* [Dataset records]
----------

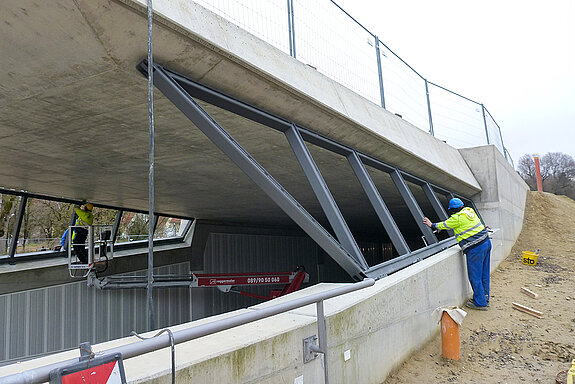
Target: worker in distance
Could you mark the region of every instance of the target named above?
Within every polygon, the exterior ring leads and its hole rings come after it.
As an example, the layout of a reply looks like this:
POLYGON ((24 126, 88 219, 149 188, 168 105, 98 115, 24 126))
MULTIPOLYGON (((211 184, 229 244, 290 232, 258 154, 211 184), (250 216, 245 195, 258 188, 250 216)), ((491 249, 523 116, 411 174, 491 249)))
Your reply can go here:
POLYGON ((458 198, 449 201, 449 218, 432 223, 427 217, 423 223, 433 230, 453 230, 467 259, 467 277, 473 289, 473 298, 465 303, 467 308, 487 310, 489 306, 489 273, 491 241, 485 226, 473 208, 465 207, 458 198))
POLYGON ((72 233, 72 244, 74 248, 74 252, 76 253, 76 257, 82 263, 88 263, 88 252, 85 248, 86 238, 88 237, 88 229, 85 227, 89 227, 94 223, 94 214, 92 210, 94 209, 94 205, 92 203, 82 204, 79 208, 76 208, 74 211, 76 213, 76 223, 75 228, 72 233))

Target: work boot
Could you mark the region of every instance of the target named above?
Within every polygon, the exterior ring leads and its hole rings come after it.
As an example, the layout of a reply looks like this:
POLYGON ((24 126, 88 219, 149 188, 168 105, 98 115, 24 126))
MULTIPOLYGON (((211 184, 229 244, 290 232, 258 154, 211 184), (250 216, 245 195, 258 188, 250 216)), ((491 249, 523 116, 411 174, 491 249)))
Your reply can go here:
POLYGON ((475 305, 475 303, 472 300, 469 300, 467 303, 465 303, 465 306, 467 308, 471 308, 471 309, 477 309, 478 311, 487 311, 487 307, 479 307, 477 305, 475 305))

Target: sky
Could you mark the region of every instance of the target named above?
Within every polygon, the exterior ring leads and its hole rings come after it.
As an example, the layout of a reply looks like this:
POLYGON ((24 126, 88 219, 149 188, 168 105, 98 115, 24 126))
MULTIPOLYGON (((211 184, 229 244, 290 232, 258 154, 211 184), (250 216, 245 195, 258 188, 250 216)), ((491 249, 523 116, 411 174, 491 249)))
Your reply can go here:
POLYGON ((575 0, 335 0, 429 81, 483 103, 515 165, 575 158, 575 0))

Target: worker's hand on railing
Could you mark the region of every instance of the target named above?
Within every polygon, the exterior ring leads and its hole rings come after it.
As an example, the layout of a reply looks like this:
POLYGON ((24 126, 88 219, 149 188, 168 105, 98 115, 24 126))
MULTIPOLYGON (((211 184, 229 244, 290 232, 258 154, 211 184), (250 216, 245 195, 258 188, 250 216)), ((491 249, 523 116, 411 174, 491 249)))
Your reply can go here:
POLYGON ((431 220, 429 220, 427 217, 423 218, 423 224, 427 225, 429 228, 431 228, 431 220))

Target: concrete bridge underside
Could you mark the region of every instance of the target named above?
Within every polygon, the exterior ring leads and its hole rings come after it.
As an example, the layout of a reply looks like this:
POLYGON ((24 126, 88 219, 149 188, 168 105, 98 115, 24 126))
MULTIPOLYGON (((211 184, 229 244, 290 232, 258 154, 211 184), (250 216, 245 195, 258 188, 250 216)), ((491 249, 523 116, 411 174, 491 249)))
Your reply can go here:
MULTIPOLYGON (((7 1, 0 49, 0 184, 127 209, 148 207, 147 20, 138 1, 7 1)), ((479 185, 459 153, 191 2, 157 2, 154 60, 436 185, 479 185), (167 7, 167 8, 165 8, 167 7)), ((283 135, 204 105, 321 219, 283 135)), ((224 222, 289 218, 171 102, 155 96, 156 210, 224 222)), ((345 159, 310 148, 350 226, 375 215, 345 159), (364 204, 365 203, 365 204, 364 204)), ((382 188, 390 183, 378 180, 382 188)), ((394 193, 382 191, 392 198, 394 193)), ((388 201, 395 207, 397 201, 388 201)))

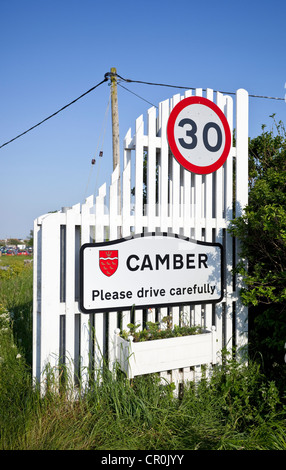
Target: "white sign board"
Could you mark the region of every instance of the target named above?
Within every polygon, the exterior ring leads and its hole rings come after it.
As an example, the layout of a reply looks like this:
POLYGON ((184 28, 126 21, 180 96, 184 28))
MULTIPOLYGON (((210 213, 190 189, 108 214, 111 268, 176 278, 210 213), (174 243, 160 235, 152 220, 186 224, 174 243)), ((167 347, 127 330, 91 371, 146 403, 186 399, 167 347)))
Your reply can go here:
POLYGON ((218 170, 231 147, 225 115, 215 103, 200 96, 185 98, 174 107, 168 120, 167 137, 178 162, 198 174, 218 170))
POLYGON ((219 243, 144 233, 85 244, 80 262, 84 313, 219 302, 223 296, 219 243))

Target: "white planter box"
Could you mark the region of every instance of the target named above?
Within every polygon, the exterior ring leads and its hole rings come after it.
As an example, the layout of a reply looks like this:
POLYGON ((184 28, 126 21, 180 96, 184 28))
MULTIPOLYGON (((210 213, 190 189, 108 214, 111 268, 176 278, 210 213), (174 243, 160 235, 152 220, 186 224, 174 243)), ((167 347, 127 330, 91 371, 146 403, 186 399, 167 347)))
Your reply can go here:
POLYGON ((202 364, 215 364, 216 331, 134 343, 115 332, 115 361, 128 378, 202 364))

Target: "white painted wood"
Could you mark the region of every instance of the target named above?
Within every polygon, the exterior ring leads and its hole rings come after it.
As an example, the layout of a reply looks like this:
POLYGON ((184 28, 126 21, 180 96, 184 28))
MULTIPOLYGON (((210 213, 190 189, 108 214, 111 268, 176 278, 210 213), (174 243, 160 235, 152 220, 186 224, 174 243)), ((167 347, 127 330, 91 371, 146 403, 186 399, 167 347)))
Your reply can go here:
POLYGON ((41 233, 41 273, 40 273, 40 377, 44 386, 46 368, 58 378, 59 326, 60 326, 60 217, 61 214, 48 214, 42 219, 41 233))
MULTIPOLYGON (((115 191, 118 190, 118 185, 115 185, 115 191)), ((118 193, 117 193, 118 194, 118 193)), ((99 188, 98 196, 95 200, 95 242, 103 242, 105 239, 105 197, 106 197, 106 184, 99 188)), ((83 314, 81 315, 83 316, 83 314)), ((93 319, 94 328, 94 344, 92 346, 92 353, 94 355, 94 366, 96 370, 101 370, 103 367, 103 358, 105 350, 105 331, 104 331, 104 313, 94 315, 93 319)), ((108 339, 108 341, 110 341, 108 339)))
POLYGON ((169 100, 160 103, 161 112, 161 156, 159 173, 159 209, 160 228, 162 232, 168 231, 168 168, 169 146, 167 141, 167 122, 169 116, 169 100))
POLYGON ((143 231, 143 131, 144 123, 141 115, 136 120, 136 167, 135 167, 135 233, 143 231))
POLYGON ((41 377, 41 222, 34 221, 34 257, 33 257, 33 377, 40 382, 41 377))
MULTIPOLYGON (((233 135, 233 99, 226 97, 226 117, 233 135)), ((235 148, 231 146, 230 158, 225 162, 225 221, 229 226, 233 219, 233 161, 235 148)), ((226 264, 226 323, 225 323, 225 346, 228 351, 232 350, 233 345, 233 240, 230 233, 225 231, 225 264, 226 264)))
MULTIPOLYGON (((248 203, 248 94, 237 90, 236 106, 236 217, 243 214, 248 203)), ((236 243, 236 263, 240 258, 239 242, 236 243)), ((247 344, 247 308, 239 297, 243 285, 241 276, 236 278, 236 344, 243 348, 247 344)))
MULTIPOLYGON (((81 210, 81 244, 90 243, 90 209, 93 206, 93 196, 86 199, 81 210)), ((94 221, 95 222, 95 221, 94 221)), ((92 331, 90 315, 81 315, 80 319, 80 376, 82 386, 88 384, 89 371, 91 368, 90 358, 92 352, 92 331)))
POLYGON ((66 284, 65 284, 65 365, 70 371, 70 384, 74 386, 75 380, 75 246, 76 246, 76 218, 80 214, 80 205, 77 204, 66 214, 66 284))
POLYGON ((109 208, 109 240, 121 238, 118 233, 118 187, 119 187, 119 166, 115 168, 111 176, 110 185, 110 208, 109 208))
MULTIPOLYGON (((131 217, 131 129, 124 139, 124 169, 122 177, 122 237, 130 235, 131 217)), ((134 216, 133 216, 134 217, 134 216)))
POLYGON ((148 232, 156 230, 156 108, 148 111, 148 151, 147 151, 147 215, 148 232))

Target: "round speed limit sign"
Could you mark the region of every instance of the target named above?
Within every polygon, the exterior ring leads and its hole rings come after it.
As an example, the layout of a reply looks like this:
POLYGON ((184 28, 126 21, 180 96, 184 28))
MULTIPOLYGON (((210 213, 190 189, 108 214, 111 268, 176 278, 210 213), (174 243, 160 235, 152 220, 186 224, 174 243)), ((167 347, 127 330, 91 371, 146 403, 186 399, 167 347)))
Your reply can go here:
POLYGON ((215 103, 200 96, 185 98, 174 107, 167 124, 167 136, 177 161, 200 175, 218 170, 231 146, 225 115, 215 103))

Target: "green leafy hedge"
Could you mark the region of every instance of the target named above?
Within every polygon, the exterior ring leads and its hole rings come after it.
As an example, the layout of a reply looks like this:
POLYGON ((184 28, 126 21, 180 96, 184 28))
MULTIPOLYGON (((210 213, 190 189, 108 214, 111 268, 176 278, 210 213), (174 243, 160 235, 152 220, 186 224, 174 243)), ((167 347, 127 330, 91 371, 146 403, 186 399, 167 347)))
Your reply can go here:
POLYGON ((285 374, 286 343, 286 133, 282 122, 249 141, 249 202, 230 232, 242 258, 237 272, 250 308, 250 339, 265 366, 285 374))

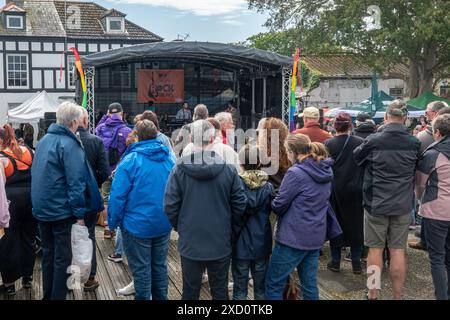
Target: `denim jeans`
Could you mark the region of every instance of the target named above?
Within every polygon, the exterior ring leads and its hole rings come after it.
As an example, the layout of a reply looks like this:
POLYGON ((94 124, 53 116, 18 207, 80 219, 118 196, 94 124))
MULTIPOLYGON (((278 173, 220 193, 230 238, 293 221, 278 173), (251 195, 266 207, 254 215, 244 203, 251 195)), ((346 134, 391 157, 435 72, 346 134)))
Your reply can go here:
POLYGON ((450 221, 423 218, 437 300, 450 299, 450 221))
POLYGON ((208 281, 213 300, 228 300, 228 271, 230 257, 213 261, 191 260, 181 256, 183 294, 181 300, 199 300, 203 272, 208 270, 208 281))
POLYGON ((95 226, 97 225, 97 215, 90 214, 84 218, 84 223, 89 231, 89 239, 92 240, 92 244, 94 246, 94 250, 92 250, 92 264, 91 264, 91 273, 89 278, 95 278, 97 275, 97 245, 95 241, 95 226))
POLYGON ((151 239, 138 238, 122 228, 123 244, 133 274, 136 300, 167 300, 167 254, 170 233, 151 239))
POLYGON ((123 239, 122 239, 122 231, 120 230, 120 228, 116 229, 116 241, 114 245, 114 253, 123 256, 123 239))
POLYGON ((42 284, 44 300, 65 300, 67 269, 72 263, 73 218, 62 221, 39 221, 42 245, 42 284))
POLYGON ((255 300, 264 300, 264 282, 266 279, 267 259, 233 259, 233 300, 246 300, 248 294, 248 275, 252 272, 255 300))
POLYGON ((303 300, 319 300, 317 270, 320 250, 299 250, 275 244, 266 274, 267 300, 282 300, 289 274, 297 267, 303 300))

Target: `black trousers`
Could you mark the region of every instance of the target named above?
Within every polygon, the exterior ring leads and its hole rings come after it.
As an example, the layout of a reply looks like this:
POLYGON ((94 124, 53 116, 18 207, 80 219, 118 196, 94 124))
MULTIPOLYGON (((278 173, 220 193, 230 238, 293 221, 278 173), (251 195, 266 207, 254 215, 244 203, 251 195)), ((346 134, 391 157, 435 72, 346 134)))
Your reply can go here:
POLYGON ((65 300, 67 269, 72 263, 72 224, 74 218, 39 221, 42 240, 42 284, 44 300, 65 300))
POLYGON ((183 270, 182 300, 199 300, 202 275, 208 271, 209 287, 213 300, 228 300, 228 271, 231 257, 214 261, 196 261, 181 257, 183 270))
POLYGON ((30 188, 7 187, 6 195, 11 201, 10 222, 0 240, 0 274, 3 283, 13 283, 33 275, 37 221, 32 214, 30 188))
POLYGON ((84 223, 89 231, 89 239, 92 240, 92 244, 94 246, 94 250, 92 250, 92 265, 91 265, 91 273, 89 278, 95 278, 97 274, 97 245, 95 241, 95 226, 97 225, 97 215, 89 214, 84 218, 84 223))

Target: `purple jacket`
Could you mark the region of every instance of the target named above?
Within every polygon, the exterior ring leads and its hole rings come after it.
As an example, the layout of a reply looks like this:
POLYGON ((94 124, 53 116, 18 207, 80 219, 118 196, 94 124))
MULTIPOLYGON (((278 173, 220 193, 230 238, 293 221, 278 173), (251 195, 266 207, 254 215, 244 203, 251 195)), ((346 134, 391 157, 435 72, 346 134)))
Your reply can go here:
POLYGON ((277 242, 300 250, 318 250, 328 237, 342 233, 330 210, 332 165, 332 159, 316 162, 308 158, 286 172, 272 202, 278 215, 277 242))
MULTIPOLYGON (((111 117, 107 117, 106 120, 102 118, 97 129, 95 129, 95 134, 99 136, 103 145, 105 146, 105 151, 108 154, 109 147, 113 143, 114 133, 118 130, 117 133, 117 149, 119 150, 119 156, 127 149, 127 137, 131 133, 131 129, 127 127, 125 122, 116 114, 111 115, 111 117)), ((109 174, 117 167, 116 165, 109 167, 109 174)))

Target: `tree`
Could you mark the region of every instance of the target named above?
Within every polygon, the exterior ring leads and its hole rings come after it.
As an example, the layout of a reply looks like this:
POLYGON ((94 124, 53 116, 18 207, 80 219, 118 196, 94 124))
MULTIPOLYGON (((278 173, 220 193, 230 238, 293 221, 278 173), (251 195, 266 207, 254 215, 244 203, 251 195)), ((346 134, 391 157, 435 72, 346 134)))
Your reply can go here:
POLYGON ((245 46, 291 56, 296 48, 295 32, 286 30, 280 32, 265 32, 251 36, 244 42, 245 46))
POLYGON ((381 73, 395 64, 409 66, 410 98, 431 91, 450 77, 448 0, 248 0, 270 14, 273 32, 292 30, 306 53, 340 48, 364 57, 381 73), (370 8, 375 11, 368 13, 370 8), (379 12, 378 12, 379 9, 379 12), (379 14, 378 14, 379 13, 379 14), (375 21, 379 28, 369 28, 375 21))

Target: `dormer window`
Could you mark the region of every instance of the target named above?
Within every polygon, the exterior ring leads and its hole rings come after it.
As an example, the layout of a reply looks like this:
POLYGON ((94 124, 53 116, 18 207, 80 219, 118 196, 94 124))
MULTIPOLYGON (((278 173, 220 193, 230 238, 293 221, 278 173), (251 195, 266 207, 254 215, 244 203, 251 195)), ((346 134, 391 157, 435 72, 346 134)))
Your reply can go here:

----------

* [Goal of the exercise]
The total, and only the total: count the lines above that contain "white".

* [Your response]
3